** Begin **

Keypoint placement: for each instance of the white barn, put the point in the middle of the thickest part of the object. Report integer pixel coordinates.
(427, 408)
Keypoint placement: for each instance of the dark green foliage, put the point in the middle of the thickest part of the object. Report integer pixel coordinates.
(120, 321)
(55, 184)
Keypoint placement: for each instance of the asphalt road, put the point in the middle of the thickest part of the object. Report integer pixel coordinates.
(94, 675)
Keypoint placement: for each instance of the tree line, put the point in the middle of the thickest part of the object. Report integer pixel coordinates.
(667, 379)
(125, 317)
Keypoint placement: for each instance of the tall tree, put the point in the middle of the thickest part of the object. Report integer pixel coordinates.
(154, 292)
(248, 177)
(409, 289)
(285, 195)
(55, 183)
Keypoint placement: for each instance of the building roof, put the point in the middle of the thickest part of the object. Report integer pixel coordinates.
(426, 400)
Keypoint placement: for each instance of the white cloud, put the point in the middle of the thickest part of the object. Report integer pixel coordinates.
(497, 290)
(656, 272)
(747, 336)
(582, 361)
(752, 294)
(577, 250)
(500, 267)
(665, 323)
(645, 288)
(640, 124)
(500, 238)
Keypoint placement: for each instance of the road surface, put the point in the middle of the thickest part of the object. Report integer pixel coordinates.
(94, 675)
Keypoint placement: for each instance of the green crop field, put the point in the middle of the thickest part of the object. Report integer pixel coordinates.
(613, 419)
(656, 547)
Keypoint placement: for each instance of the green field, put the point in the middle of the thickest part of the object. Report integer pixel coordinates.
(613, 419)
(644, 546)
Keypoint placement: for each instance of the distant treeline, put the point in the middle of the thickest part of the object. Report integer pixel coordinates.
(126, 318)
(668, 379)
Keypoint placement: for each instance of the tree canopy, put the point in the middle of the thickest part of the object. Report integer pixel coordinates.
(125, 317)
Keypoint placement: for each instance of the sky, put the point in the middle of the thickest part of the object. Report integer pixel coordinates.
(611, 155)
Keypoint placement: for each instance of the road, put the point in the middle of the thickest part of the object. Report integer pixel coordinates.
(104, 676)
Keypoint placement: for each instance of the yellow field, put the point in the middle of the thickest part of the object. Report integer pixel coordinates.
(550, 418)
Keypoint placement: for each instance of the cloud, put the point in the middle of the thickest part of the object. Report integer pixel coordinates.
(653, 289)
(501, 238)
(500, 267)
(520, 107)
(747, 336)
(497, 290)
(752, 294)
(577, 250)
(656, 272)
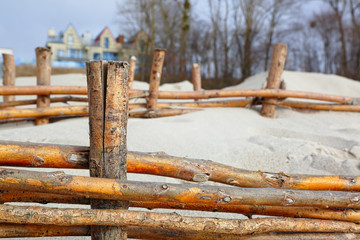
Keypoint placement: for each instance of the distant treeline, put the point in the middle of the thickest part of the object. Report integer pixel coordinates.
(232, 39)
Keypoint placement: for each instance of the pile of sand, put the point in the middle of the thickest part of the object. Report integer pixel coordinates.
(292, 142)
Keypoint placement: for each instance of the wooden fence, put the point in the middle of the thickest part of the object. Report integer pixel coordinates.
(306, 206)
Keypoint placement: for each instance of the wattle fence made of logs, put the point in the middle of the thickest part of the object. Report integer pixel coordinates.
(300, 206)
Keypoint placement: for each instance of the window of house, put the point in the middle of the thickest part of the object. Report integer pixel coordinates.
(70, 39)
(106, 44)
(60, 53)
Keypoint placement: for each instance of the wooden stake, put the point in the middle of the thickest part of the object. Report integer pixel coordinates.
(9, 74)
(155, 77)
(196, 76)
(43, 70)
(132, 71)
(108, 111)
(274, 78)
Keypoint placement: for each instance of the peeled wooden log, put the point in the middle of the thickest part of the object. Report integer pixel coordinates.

** End **

• _Directions for this task_
In this exercise, set down all of the data exactly, without the pictures.

• _Written answer_
Keypoint placement: for each instance of the white barn, put the point in the middle of the thickest part of the object. Report integer pixel coordinates.
(427, 408)
Keypoint placement: for each instance of the dark green foliage, put the point in the middle of the thickest part of the object. Report integer pixel coordinates.
(120, 321)
(55, 184)
Keypoint placement: for each instance of the asphalt road, put the point in the middle of the thickest part of the object. Report integer pixel coordinates.
(94, 675)
Keypoint placement: for each instance of the tree line, put the point in the middle of the thickest part of the object. Report integer pixel coordinates.
(667, 379)
(125, 317)
Keypoint placement: for each instance of the tall tree, put the point in the middle of the thickest part of the object. Report integer pixel coordinates.
(154, 292)
(248, 177)
(409, 289)
(285, 195)
(55, 183)
Keypoint placement: for each instance of the building roof, put the point in the middle of the thickest part of the object. Report integer pixel coordinates.
(426, 400)
Keypoint placement: for each instance of the white cloud, put the point in the middle of the thickest part of the object. Report integer pixel coordinates.
(497, 290)
(656, 272)
(747, 336)
(582, 361)
(752, 294)
(577, 250)
(500, 267)
(665, 323)
(645, 288)
(640, 124)
(500, 238)
Keypoint placement: for each instance of the road surface, put the point in the middle of the thickest part of the object. Report integer pixel coordinates.
(94, 675)
Keypoint placement: for each instance of the green crop field, put the point in the middle of the thickest part of the object. Report integer pixel coordinates.
(613, 419)
(656, 547)
Keypoint placement: for each instance of the green field, put the point in the middle of the thickest part of the object. Report integer pixel coordinates.
(613, 419)
(644, 546)
Keypoint placement: for each instance of the distant treeline, put the point in the middle of the thickest part of the object. Report integer pixel coordinates.
(126, 318)
(668, 379)
Keypoint placement: for each instance of the tree canopy, put the point in the middle of the thickest part of the object. Report integer pixel coordinates.
(125, 317)
Keypoint placement: for each instance of the sky, put the point in the middle of the thickest part of the object. Report integer pixel coordinates.
(611, 155)
Keypoint placement: for each instance of the road, put the point in the middle of the thickest part of the object. Report integer pixel coordinates.
(104, 676)
Keypoint placement: for each instance of the yellow field, put the point in the middle of the thickest part of the object. Report integer pixel coordinates.
(550, 418)
Keypoint placement: for each instance of the cloud, put the point in the middle of the thickest part of the object. Report integer pixel coordinates.
(653, 289)
(501, 238)
(500, 267)
(520, 107)
(747, 336)
(497, 290)
(752, 294)
(577, 250)
(656, 272)
Keypoint placement: for each instance of the distant treeline, put the point in the middle of the thickest part of the object. Report integer pixel coordinates.
(232, 39)
Keypoint placement: for each instance of the pile of sand, put the point in the middle of the thickest part of the object. Report integer pixel coordinates.
(292, 142)
Keypoint placement: for each instance of the wooden fence, put the point in the middle of the thickest part of the object. Report integer pixel coordinates.
(306, 206)
Keypoint placement: for each instance of the wattle fence made of logs, put the point in the middle of the thickest part of the object. Report integer pixel coordinates.
(300, 206)
Keypoint placement: for each instance of the window of house, put the point in the middle of the thickest part of the object. Report integer pixel coordinates.
(70, 39)
(106, 44)
(60, 53)
Keypoint placement: for each instance of the wooden stake, put the point in the middle of the thickest part of the object. Report integer pixel coordinates.
(9, 74)
(155, 77)
(196, 76)
(43, 70)
(132, 71)
(108, 111)
(274, 78)
Keypoint placement: for each instance of the peeled wooden log, put the point in the middle of the thickest part of the object. Report integer pixel coordinates.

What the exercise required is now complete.